Coordinate annotation records
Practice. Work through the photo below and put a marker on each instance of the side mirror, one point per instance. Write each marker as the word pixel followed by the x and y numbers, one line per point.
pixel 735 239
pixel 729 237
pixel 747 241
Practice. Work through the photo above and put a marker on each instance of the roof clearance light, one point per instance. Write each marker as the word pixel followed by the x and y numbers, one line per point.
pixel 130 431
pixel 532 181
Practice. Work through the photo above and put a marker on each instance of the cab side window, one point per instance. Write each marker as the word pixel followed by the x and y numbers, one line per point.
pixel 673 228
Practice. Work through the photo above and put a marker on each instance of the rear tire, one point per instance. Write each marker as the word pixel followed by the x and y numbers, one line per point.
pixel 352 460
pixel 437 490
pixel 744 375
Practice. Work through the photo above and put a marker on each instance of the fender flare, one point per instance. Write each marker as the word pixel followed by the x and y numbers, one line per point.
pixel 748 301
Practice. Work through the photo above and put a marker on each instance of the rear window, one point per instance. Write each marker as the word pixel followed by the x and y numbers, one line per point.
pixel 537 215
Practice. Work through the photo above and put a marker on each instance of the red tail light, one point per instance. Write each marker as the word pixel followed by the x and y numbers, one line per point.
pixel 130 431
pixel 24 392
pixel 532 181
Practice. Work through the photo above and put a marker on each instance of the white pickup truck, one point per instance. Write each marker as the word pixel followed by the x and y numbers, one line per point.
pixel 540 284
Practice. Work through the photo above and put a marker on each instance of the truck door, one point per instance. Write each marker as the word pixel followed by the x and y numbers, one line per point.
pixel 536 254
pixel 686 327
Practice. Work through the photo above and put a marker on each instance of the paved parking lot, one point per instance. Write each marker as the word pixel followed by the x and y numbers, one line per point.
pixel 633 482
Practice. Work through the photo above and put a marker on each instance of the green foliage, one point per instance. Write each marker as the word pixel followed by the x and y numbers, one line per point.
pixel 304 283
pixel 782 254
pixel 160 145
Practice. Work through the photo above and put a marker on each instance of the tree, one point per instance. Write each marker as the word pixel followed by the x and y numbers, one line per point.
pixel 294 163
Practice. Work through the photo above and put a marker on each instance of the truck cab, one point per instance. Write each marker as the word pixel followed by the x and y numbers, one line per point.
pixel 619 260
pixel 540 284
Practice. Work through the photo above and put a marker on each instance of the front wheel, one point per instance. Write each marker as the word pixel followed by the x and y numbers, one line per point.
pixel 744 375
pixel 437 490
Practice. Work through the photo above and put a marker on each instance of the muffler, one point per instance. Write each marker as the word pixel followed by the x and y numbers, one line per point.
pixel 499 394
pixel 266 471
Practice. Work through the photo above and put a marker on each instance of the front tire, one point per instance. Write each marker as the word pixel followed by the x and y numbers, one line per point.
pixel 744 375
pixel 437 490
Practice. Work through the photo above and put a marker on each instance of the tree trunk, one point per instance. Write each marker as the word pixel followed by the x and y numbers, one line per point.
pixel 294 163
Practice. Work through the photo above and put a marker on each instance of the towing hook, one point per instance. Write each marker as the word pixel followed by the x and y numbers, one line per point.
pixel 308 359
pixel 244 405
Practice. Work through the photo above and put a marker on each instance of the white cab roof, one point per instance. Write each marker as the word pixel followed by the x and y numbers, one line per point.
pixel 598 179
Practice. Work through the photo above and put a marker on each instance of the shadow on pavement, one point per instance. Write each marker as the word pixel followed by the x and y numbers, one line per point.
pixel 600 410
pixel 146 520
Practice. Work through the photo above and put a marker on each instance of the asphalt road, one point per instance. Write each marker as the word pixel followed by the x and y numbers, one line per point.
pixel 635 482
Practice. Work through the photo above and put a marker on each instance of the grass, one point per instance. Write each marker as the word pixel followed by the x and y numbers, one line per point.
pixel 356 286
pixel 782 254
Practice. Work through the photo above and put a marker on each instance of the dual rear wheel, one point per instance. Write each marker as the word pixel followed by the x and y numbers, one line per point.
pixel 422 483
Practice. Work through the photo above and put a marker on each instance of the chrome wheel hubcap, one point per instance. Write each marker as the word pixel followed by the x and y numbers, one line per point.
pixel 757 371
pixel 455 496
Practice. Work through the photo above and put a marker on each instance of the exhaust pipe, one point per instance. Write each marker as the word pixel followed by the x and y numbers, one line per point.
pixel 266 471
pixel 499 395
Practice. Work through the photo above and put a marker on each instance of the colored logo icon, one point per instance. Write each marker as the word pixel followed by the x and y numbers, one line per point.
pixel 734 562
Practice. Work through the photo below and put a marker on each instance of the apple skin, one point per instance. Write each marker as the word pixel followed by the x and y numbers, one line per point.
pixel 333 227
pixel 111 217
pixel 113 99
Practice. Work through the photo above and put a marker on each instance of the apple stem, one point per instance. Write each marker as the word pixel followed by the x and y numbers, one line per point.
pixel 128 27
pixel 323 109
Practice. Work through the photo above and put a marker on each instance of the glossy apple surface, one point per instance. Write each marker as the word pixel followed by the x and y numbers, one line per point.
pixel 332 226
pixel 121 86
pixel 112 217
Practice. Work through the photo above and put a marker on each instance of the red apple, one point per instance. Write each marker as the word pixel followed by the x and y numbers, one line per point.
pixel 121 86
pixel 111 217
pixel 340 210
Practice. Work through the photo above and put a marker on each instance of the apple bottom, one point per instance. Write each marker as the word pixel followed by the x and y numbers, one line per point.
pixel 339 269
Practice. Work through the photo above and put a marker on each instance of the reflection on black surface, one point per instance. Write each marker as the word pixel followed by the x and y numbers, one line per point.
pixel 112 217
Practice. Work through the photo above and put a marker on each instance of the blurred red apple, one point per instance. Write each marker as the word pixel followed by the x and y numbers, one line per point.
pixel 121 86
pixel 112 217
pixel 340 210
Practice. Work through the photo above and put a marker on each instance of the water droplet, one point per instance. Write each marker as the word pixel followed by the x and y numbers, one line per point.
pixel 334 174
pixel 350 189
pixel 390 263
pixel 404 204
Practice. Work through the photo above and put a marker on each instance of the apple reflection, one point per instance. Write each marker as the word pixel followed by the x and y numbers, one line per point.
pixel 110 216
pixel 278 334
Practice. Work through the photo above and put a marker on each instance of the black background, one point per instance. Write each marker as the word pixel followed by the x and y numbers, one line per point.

> [TASK PROMPT]
Starting at the line containing "front tire, one" and ending after the line containing "pixel 635 482", rewrite those lines of the records above, swapping "towing hook" for "tow hook" and leaving everything else as it is.

> [PROBLEM SOLUTION]
Practice. Work through the photo above and put a marker on each instance of the front tire, one point per instance. Write each marker as the word pixel followed by the x and y numbers, one line per point.
pixel 744 375
pixel 437 490
Practice. Work through the photo above and put a marker on each instance of the tree trunk, one point per instance. Write each marker as the word pixel followed by the x and y numbers, one line per point.
pixel 294 163
Practice. Work through the photo above and put a marker on each instance of the tow hook, one point per instance. Write each marker as the word pixel followed by the x and y numbers, one line per point.
pixel 308 359
pixel 244 405
Practice. Work through the photo above and put a marker on each instance of the white cab roof, one point per instance. Write each marker as the word pixel followed by the x and y numbers, one line per point.
pixel 598 179
Practice. Work through the photo above and put a marker on each instance of the shadow on pavement, one point per instance. Write each marker as the word pixel followed by the x and y numbers, one line per point.
pixel 600 410
pixel 146 520
Practice. Work through the photo above and put a marker on each instance of the asphalt road, one point per instance. Write each marker as the word pixel followed by the x and y numbers, one line per point.
pixel 635 482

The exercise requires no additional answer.